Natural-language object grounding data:
++++
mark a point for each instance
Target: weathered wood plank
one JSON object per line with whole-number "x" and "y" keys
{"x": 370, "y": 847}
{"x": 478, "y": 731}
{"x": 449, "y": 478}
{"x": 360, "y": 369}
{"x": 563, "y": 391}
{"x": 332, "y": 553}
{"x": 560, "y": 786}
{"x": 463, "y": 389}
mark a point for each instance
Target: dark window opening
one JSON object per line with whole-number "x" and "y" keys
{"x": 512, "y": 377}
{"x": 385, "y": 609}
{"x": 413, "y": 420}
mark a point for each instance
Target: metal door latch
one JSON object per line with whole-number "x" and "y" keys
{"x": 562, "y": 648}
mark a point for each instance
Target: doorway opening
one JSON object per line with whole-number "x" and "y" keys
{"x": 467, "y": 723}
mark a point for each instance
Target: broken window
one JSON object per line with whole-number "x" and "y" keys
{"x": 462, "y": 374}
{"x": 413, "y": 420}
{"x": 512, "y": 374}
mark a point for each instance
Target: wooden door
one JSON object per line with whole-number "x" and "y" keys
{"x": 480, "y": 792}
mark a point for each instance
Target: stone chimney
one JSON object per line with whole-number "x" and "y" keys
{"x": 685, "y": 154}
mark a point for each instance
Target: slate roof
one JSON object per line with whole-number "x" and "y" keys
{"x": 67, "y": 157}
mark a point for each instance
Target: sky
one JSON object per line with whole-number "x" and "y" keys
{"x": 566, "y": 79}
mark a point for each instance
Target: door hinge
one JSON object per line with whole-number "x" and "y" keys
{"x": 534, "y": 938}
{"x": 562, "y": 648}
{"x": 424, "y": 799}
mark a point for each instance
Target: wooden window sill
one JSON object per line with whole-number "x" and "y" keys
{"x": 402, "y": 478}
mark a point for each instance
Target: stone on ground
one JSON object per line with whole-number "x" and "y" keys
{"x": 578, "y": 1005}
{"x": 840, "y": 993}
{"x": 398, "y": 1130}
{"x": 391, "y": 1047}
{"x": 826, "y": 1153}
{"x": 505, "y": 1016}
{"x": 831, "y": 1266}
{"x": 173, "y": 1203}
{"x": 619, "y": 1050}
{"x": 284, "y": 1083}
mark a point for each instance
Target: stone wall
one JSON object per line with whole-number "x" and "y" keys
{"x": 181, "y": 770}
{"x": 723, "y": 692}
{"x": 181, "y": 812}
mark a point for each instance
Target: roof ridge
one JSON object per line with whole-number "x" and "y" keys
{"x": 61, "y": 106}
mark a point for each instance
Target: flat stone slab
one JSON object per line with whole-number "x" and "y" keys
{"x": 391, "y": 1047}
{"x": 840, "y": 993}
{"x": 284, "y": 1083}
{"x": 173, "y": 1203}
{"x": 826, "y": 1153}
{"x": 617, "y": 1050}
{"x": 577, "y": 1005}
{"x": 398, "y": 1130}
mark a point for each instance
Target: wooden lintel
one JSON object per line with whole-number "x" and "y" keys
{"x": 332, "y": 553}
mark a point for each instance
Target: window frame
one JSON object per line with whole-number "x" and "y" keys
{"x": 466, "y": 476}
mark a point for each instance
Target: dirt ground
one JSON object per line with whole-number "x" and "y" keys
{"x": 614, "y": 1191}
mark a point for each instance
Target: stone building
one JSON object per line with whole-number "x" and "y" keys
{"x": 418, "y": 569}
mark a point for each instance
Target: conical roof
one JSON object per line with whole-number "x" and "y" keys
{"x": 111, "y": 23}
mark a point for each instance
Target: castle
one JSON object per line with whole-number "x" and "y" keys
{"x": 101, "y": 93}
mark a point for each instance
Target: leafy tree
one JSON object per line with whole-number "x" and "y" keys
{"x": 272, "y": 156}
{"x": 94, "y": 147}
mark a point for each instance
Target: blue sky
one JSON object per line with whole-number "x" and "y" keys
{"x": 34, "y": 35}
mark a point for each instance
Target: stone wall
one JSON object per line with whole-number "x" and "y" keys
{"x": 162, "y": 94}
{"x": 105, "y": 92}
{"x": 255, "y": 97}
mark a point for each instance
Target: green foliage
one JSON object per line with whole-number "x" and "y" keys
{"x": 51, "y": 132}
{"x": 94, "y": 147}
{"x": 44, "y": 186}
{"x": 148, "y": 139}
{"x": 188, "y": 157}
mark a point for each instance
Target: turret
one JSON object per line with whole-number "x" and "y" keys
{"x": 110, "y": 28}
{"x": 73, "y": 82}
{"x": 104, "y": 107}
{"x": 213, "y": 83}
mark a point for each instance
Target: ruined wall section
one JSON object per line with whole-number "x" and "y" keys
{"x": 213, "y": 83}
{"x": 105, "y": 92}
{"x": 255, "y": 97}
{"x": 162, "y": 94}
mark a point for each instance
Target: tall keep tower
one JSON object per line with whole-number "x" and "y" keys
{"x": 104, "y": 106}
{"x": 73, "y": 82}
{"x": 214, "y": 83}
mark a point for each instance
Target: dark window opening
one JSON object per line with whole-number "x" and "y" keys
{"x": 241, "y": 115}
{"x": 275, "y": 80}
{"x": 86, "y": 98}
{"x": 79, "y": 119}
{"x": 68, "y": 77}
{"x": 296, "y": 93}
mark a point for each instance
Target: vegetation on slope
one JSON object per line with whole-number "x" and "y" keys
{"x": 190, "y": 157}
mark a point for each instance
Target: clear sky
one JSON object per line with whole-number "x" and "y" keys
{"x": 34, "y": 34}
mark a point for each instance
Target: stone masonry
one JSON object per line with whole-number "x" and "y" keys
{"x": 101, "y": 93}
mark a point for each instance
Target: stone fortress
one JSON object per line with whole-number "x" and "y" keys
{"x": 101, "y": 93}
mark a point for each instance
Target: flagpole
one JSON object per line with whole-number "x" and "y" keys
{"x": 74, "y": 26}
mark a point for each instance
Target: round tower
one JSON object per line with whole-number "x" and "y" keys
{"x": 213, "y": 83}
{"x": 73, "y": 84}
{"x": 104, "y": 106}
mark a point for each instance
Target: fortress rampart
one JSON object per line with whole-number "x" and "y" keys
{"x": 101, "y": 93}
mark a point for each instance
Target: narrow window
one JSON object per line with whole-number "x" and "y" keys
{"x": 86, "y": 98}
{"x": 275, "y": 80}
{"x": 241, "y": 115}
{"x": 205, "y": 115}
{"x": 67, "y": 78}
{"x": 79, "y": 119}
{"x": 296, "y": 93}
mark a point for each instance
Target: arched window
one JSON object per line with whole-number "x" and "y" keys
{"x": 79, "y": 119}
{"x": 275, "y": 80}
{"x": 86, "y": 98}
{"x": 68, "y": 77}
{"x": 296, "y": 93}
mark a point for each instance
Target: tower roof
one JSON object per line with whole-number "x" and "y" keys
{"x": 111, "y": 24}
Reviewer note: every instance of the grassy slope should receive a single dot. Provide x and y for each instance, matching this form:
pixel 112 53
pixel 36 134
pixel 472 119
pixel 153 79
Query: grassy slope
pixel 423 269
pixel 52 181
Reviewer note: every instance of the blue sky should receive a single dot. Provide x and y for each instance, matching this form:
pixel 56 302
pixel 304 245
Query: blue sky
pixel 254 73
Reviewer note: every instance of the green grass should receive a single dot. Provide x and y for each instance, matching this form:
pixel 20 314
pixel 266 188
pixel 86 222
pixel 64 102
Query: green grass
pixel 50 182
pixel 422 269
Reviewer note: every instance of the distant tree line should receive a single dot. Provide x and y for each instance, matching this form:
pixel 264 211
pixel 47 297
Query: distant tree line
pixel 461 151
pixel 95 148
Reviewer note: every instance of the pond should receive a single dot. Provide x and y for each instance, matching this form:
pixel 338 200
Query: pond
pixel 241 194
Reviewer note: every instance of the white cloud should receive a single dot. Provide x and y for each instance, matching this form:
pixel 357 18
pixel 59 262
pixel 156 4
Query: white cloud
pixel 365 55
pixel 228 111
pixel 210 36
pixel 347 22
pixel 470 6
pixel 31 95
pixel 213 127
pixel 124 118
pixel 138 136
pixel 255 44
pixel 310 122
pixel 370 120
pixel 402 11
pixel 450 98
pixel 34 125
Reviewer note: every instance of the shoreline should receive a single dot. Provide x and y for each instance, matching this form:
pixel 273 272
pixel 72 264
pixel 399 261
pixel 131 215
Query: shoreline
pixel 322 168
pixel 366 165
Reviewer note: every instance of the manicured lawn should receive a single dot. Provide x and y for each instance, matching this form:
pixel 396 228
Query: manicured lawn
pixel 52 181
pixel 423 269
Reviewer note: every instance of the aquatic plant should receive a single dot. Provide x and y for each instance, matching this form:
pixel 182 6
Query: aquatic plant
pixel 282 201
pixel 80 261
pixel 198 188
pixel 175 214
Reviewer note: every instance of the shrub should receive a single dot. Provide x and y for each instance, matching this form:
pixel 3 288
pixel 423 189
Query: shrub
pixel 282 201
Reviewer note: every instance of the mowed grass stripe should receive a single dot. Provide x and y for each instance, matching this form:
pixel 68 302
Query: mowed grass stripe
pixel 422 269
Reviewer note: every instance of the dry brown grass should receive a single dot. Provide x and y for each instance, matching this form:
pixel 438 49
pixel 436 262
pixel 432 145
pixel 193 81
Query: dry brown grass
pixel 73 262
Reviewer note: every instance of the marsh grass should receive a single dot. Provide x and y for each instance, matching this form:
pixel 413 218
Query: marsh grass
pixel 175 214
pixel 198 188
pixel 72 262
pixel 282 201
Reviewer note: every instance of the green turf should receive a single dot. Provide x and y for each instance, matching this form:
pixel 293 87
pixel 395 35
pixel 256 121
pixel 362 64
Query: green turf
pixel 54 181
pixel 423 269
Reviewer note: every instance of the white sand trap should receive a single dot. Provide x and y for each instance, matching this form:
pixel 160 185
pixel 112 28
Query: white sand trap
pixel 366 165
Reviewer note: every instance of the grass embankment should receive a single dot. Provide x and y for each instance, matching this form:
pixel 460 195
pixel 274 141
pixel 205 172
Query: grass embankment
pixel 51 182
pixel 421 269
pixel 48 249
++++
Required work: Taking the entries above, write out exactly the lines starting with the line containing "pixel 436 262" and going on through the line containing "pixel 256 121", both included, and nothing else.

Response area:
pixel 436 262
pixel 432 145
pixel 193 81
Query: dry brown grass
pixel 73 262
Reviewer note: every instance of the marsh grass should receive a single dot. Provide x and y for each instance, matching this form:
pixel 413 218
Query: marsh grass
pixel 175 214
pixel 198 188
pixel 72 262
pixel 282 201
Reviewer note: every instance of the green turf should receive a single dot. Provide x and y for each instance, matching this form:
pixel 293 87
pixel 395 35
pixel 256 121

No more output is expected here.